-- Begin AVAILABLE DATA --

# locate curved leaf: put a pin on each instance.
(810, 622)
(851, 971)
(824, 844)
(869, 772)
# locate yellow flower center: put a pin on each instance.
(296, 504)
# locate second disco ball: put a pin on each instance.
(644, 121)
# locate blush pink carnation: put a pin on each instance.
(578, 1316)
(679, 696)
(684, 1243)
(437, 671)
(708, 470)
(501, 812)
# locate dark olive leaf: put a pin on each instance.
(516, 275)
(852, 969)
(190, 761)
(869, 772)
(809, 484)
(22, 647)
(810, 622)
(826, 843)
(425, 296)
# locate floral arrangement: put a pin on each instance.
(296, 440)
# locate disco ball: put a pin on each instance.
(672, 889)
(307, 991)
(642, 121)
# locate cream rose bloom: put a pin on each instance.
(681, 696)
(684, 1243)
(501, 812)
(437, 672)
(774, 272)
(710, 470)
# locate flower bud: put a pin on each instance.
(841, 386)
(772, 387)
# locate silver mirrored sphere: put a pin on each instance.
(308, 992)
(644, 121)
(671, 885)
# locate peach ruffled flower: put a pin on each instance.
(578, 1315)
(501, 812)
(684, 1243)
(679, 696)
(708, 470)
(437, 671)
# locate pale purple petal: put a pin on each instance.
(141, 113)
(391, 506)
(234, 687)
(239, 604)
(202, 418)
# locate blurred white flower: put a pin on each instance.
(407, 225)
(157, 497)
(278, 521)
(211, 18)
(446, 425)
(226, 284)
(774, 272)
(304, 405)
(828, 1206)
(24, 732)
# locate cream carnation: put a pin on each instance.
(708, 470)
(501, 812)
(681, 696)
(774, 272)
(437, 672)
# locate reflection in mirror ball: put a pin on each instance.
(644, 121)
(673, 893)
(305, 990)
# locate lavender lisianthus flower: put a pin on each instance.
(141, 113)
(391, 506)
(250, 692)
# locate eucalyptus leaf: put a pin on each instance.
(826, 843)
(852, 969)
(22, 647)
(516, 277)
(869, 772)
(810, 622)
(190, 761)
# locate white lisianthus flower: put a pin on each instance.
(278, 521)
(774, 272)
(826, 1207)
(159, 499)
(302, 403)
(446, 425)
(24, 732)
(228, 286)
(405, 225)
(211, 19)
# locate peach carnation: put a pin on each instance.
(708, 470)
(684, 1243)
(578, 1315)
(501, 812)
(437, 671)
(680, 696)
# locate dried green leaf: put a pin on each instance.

-- End AVAILABLE DATA --

#### WRITTEN PROBLEM
Extract every line of the material above and reproduce each one unchanged, in its original order.

#### WRITTEN REPLY
# locate curved leaf: put a pin on each instance.
(810, 622)
(851, 971)
(824, 844)
(869, 772)
# locate yellow flower center: put a pin on each instance.
(296, 504)
# locate second disco ball: put a pin on each instance.
(644, 121)
# locate blush pink carnation: put a pin on each instance.
(578, 1316)
(679, 696)
(684, 1243)
(437, 671)
(708, 470)
(501, 812)
# locate dark olive leaf: put a pin on each instance.
(516, 275)
(852, 969)
(190, 761)
(869, 772)
(809, 484)
(22, 647)
(810, 622)
(826, 843)
(425, 296)
# locate floral arrangement: put a pin on each instance.
(296, 440)
# locate disco ball: put a pin on each instance.
(672, 889)
(307, 991)
(642, 121)
# locate cream rose bloom: put a pin on each instance.
(681, 696)
(684, 1243)
(501, 812)
(437, 672)
(774, 272)
(710, 470)
# locate flower bud: put a pin on each instance.
(841, 386)
(772, 387)
# locate silver mirrored sphere: put a pin on each instance.
(308, 992)
(644, 121)
(671, 885)
# locate peach ruffled flower: put a pin on each instance.
(578, 1315)
(501, 812)
(684, 1243)
(679, 696)
(708, 470)
(437, 671)
# locate pale purple petal: put a pin on each instance.
(141, 113)
(391, 506)
(234, 687)
(239, 604)
(202, 418)
# locate blurred white flower: put a pin on each instance.
(407, 225)
(157, 497)
(278, 521)
(211, 18)
(446, 425)
(226, 284)
(774, 272)
(304, 405)
(828, 1206)
(24, 732)
# locate cream carnation: put a pin on each instance.
(708, 470)
(501, 812)
(681, 696)
(774, 272)
(437, 672)
# locate reflection in mirror ball: put a pin on each instance.
(644, 121)
(673, 893)
(305, 990)
# locate lavender lisianthus flower: put a pin on each instance.
(141, 113)
(391, 506)
(250, 692)
# locate eucalyptus leaf: put a pin on each instance.
(826, 843)
(852, 969)
(22, 647)
(516, 277)
(869, 772)
(810, 622)
(190, 761)
# locate white lisianthus flower: put a pin on each instance.
(278, 521)
(774, 272)
(826, 1207)
(159, 499)
(302, 403)
(446, 425)
(24, 732)
(228, 286)
(405, 225)
(211, 19)
# locate peach carnation: put a pin on each instance.
(708, 470)
(684, 1243)
(578, 1315)
(501, 812)
(437, 671)
(680, 696)
# locate dried green leaf: put a pin on each instance.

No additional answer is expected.